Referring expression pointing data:
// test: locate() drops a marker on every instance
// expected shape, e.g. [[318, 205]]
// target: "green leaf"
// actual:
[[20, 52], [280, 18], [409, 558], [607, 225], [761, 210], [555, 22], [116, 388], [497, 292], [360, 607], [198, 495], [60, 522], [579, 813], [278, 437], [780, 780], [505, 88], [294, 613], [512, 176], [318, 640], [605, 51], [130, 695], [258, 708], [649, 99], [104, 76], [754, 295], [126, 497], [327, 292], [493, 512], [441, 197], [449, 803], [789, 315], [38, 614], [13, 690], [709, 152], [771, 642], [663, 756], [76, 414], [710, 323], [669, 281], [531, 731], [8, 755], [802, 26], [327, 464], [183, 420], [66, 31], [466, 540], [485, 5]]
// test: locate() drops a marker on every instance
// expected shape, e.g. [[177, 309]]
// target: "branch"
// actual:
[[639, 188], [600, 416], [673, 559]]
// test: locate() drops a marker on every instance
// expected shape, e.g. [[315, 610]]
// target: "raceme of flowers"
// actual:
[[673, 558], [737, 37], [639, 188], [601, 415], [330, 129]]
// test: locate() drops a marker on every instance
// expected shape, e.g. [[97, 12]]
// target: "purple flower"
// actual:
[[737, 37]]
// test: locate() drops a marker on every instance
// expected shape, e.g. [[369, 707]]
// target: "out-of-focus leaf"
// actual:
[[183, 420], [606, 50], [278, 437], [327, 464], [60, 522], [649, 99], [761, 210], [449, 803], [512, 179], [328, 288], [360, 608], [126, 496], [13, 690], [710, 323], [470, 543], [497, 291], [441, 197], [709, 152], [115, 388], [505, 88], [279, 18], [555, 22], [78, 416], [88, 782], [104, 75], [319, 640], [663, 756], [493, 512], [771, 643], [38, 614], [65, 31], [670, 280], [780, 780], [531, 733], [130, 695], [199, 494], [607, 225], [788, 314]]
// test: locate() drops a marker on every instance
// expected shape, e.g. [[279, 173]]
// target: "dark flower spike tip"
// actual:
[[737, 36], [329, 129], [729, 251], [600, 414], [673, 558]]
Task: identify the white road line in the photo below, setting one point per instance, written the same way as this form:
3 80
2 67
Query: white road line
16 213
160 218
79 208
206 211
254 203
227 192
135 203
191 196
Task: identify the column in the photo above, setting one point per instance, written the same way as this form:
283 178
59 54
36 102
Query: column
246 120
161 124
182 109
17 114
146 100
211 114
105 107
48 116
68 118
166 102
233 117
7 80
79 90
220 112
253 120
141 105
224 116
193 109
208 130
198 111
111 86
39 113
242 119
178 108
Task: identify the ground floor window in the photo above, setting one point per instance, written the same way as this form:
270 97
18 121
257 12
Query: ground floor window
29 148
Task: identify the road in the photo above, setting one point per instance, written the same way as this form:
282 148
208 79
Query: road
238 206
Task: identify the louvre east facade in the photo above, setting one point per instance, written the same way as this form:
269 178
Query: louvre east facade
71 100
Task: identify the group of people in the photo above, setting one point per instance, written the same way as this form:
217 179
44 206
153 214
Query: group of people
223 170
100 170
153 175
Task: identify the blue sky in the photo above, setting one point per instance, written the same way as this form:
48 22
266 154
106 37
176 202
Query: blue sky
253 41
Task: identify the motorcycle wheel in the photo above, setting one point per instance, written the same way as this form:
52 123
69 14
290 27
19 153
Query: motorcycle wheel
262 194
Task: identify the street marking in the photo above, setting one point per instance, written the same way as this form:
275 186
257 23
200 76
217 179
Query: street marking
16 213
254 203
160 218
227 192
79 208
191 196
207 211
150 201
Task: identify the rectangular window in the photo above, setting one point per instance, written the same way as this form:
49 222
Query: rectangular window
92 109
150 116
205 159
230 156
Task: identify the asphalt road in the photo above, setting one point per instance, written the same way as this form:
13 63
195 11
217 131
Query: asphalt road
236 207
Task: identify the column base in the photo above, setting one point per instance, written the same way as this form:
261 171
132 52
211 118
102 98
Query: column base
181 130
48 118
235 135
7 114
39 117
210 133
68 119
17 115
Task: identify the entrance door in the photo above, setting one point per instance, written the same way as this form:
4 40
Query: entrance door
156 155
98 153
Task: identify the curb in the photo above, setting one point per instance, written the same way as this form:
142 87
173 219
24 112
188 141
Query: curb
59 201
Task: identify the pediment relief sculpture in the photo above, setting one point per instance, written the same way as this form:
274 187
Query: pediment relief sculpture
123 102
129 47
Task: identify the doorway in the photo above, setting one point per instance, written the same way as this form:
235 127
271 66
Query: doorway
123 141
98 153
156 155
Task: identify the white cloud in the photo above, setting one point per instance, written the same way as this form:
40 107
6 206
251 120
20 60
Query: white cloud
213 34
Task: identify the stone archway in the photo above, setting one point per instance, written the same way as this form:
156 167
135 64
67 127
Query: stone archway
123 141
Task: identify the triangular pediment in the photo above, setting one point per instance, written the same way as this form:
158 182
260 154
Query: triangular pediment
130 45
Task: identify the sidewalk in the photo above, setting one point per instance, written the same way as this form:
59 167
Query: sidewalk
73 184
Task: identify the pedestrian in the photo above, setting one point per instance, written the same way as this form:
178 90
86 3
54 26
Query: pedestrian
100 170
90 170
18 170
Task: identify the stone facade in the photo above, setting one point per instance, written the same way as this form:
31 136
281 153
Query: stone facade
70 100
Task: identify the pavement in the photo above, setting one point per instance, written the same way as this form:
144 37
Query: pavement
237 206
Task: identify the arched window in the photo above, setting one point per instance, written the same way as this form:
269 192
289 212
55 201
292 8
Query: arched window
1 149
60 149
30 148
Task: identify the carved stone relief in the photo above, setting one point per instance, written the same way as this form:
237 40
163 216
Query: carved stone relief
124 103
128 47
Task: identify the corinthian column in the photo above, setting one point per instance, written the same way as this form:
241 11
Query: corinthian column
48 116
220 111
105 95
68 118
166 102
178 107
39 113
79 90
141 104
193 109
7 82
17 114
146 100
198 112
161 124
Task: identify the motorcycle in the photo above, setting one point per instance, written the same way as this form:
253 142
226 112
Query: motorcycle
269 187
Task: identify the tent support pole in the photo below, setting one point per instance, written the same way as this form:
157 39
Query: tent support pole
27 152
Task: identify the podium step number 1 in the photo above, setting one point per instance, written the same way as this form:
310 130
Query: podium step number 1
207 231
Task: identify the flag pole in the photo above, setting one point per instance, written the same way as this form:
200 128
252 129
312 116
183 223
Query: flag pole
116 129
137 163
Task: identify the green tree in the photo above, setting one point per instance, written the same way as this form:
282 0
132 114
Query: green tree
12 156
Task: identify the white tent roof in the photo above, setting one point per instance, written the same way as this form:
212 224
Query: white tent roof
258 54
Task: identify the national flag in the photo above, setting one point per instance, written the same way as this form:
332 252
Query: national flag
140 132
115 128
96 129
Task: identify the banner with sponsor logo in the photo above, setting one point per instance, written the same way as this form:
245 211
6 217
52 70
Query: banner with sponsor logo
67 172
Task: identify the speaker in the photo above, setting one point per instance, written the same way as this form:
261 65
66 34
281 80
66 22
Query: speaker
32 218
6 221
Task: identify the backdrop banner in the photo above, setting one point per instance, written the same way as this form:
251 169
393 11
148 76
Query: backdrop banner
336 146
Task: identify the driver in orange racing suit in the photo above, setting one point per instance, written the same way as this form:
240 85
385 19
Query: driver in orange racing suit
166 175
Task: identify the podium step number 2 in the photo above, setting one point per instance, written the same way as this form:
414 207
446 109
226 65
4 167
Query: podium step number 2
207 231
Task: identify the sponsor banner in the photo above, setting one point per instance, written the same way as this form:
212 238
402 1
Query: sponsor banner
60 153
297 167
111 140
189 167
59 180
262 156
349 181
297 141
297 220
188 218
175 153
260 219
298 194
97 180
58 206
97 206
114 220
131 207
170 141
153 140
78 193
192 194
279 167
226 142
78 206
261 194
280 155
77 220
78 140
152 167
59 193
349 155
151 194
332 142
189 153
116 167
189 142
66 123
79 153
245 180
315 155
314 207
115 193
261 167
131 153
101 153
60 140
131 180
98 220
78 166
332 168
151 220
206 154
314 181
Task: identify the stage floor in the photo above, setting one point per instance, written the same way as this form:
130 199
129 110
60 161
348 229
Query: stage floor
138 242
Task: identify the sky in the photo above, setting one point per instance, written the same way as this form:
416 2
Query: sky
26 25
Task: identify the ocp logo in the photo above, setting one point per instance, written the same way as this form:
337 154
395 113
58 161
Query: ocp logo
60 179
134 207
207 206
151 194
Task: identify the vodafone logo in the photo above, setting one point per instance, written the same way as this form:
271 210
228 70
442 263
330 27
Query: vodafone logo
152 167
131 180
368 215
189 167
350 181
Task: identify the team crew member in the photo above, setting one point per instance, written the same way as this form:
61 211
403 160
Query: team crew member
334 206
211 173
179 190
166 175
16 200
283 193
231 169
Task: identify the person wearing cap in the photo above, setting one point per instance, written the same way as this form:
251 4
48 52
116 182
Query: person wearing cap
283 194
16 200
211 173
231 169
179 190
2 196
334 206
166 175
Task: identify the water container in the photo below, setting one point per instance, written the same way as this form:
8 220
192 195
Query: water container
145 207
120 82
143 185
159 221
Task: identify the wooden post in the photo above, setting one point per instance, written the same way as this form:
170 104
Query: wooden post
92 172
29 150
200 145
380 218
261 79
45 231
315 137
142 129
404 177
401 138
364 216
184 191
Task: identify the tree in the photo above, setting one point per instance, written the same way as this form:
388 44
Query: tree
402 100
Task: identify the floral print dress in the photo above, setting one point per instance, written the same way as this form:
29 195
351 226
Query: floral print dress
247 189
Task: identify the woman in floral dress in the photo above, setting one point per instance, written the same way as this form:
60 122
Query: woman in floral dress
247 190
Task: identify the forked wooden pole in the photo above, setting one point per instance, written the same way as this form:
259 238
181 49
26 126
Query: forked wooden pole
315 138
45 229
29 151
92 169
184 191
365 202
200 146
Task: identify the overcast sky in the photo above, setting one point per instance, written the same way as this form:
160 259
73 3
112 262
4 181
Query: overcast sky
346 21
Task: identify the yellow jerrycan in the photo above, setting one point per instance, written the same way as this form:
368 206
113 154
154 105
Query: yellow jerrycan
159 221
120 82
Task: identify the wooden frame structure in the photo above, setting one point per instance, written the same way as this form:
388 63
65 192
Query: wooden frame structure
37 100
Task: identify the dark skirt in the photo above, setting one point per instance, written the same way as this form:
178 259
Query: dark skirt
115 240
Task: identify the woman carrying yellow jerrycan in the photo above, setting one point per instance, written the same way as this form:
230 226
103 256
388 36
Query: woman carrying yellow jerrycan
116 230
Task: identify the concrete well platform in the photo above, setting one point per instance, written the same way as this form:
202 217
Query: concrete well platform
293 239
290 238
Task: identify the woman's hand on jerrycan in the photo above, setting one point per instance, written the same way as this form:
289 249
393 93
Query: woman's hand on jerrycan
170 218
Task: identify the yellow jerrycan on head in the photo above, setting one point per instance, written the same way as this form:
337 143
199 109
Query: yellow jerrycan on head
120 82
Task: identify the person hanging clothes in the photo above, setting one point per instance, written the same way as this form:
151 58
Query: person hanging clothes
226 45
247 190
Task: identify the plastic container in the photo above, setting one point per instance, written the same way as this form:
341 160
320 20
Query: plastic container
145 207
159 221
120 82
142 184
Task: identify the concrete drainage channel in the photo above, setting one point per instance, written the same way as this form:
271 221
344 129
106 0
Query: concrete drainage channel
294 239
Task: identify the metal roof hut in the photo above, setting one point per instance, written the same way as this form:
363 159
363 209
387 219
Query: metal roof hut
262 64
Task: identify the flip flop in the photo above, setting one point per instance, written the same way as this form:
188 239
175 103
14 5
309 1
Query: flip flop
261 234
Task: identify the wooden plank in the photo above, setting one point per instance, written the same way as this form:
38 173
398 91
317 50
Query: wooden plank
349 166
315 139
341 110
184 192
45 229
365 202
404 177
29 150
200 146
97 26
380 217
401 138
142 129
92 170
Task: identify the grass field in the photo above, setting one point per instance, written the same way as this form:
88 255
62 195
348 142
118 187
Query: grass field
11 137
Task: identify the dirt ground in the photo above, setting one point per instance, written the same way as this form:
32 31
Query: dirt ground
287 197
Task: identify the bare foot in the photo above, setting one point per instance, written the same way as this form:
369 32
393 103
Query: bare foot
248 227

[Activity] Within the data above, pick out all lines holding the word "leaf".

[Answer for the task]
// target: "green leaf"
// target: "out-of-focus leaf"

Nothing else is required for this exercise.